EXERCÍCIO 1:
Liste todas as pessoas mencionadas pelo nome no texto sobre o caso de Joanna Marcenal.
EXERCÍCIO 2:
Redigite, sem alterações, o trecho do texto sobre o caso de Joanna Marcenal que vai de "Semanas depois, ela" a "a júri popular.".

DOCUMENTO DE ORIGEM:
++++++++++++++++++++

Pouco antes de a lei
sobre alienação parental ser sancionada pelo então presidente Lula, em 2010, a
filha de Cristiane Marcenal, Joanna Marcenal, de apenas 5 anos, morreu depois
de, por decisão judicial, ser afastada da mãe e entregue para ficar 90 dias sob
cuidados do pai.
“[A decisão] foi
baseada em um laudo psicológico feito por três peritas que não ouviram nem a
mim, nem a Joanna; apenas o pai, a madrasta e os avós paternos. O laudo dizia
que eu praticava alienação parental e sugeria esse tipo de inversão de guarda”,
conta Cristiane.
Semanas depois, ela
soube que a filha estava internada no hospital com meningite. O laudo do IML
confirmou que a menina sofreu maus-tratos, o que agravou seu estado de saúde --
Joanna tinha queimaduras nas nádegas, além de cicatrizes e feridas pelo corpo.
O pai da menina, André
Marins, foi indiciado pela polícia por tortura -- à época, ele se disse
surpreso com o resultado do inquérito -- e denunciado pelo Ministério Público
pelos crimes de tortura e homicídio qualificado por meio cruel. Ele chegou a
ser preso e foi solto meses depois. Em 2020, a Justiça determinou que ele não irá a júri popular.
“Prometi para a Joanna
no túmulo que eu ficaria viva todos os dias para ver a Justiça pra ela”, diz
Cristiane. “Estou viva e esperando Justiça, sempre”.

++++++++++++++++++++

DADOS DE ORIGEM:
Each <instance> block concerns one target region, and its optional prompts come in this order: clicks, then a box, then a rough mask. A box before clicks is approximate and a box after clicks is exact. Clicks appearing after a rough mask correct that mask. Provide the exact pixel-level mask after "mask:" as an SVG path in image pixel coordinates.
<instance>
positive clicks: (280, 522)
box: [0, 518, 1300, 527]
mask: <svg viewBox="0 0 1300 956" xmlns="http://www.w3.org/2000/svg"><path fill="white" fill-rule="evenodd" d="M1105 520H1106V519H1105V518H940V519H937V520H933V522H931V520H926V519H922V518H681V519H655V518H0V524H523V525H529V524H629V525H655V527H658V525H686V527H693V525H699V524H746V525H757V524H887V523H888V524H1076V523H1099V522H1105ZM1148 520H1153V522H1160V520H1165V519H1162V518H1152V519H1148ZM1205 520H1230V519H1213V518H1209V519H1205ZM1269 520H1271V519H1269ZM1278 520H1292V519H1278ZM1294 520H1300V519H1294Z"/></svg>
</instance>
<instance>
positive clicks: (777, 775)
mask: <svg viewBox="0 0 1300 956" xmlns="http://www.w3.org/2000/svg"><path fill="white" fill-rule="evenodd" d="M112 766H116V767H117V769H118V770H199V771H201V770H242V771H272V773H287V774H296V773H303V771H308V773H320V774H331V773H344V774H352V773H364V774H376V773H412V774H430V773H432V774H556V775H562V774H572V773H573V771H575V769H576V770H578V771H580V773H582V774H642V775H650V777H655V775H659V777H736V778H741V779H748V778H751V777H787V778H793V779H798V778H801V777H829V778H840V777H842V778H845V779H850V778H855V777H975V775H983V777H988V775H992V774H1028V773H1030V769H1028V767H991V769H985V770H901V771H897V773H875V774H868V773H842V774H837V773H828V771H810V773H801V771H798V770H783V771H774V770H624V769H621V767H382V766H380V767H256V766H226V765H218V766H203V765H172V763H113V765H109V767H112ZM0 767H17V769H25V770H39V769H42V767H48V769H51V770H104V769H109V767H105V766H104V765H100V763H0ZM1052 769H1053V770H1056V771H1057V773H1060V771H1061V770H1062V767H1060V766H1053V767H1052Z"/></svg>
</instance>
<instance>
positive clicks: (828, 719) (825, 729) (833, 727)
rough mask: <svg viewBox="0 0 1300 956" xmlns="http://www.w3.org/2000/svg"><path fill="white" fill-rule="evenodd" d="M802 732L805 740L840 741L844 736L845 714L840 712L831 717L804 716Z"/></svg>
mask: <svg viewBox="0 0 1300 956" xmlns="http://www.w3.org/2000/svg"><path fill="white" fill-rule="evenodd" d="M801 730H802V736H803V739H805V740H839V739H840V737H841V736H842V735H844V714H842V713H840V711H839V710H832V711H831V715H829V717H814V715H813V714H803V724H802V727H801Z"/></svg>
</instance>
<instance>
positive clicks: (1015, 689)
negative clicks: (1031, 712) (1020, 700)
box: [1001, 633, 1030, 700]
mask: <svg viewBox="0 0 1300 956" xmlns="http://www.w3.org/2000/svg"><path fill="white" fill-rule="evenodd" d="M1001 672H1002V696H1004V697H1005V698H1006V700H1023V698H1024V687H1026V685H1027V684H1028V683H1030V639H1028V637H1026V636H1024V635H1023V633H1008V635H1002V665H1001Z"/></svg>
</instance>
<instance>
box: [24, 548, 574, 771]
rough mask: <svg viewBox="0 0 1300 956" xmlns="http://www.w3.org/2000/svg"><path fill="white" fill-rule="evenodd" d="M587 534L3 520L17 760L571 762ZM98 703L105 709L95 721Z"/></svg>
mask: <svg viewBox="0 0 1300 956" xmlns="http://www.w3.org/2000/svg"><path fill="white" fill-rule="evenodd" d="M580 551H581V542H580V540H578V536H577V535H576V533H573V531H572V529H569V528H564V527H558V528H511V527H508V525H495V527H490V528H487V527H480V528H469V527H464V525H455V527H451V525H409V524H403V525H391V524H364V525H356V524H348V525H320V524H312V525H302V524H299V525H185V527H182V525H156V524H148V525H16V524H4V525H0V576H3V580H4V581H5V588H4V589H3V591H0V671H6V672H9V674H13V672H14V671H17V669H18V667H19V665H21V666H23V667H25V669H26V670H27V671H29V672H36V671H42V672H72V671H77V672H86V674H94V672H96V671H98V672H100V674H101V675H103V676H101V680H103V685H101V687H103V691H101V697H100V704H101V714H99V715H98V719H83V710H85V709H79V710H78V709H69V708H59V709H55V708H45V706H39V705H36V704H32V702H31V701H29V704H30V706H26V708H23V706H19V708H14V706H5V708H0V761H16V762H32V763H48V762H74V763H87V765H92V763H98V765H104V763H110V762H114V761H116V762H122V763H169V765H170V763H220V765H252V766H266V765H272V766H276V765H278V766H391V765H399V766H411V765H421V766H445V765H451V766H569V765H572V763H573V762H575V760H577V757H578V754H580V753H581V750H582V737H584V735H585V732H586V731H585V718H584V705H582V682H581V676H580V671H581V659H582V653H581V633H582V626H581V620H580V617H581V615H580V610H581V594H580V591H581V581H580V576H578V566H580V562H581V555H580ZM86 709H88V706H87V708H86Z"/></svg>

++++++++++++++++++++

RESOLUÇÃO ESCRITA 1:
Lula, Cristiane Marcenal, Joanna Marcenal e André Marins.

RESOLUÇÃO ESCRITA 2:
Semanas depois, ela
soube que a filha estava internada no hospital com meningite. O laudo do IML
confirmou que a menina sofreu maus-tratos, o que agravou seu estado de saúde --
Joanna tinha queimaduras nas nádegas, além de cicatrizes e feridas pelo corpo.
O pai da menina, André
Marins, foi indiciado pela polícia por tortura -- à época, ele se disse
surpreso com o resultado do inquérito -- e denunciado pelo Ministério Público
pelos crimes de tortura e homicídio qualificado por meio cruel. Ele chegou a
ser preso e foi solto meses depois. Em 2020, a Justiça determinou que ele não irá a júri popular.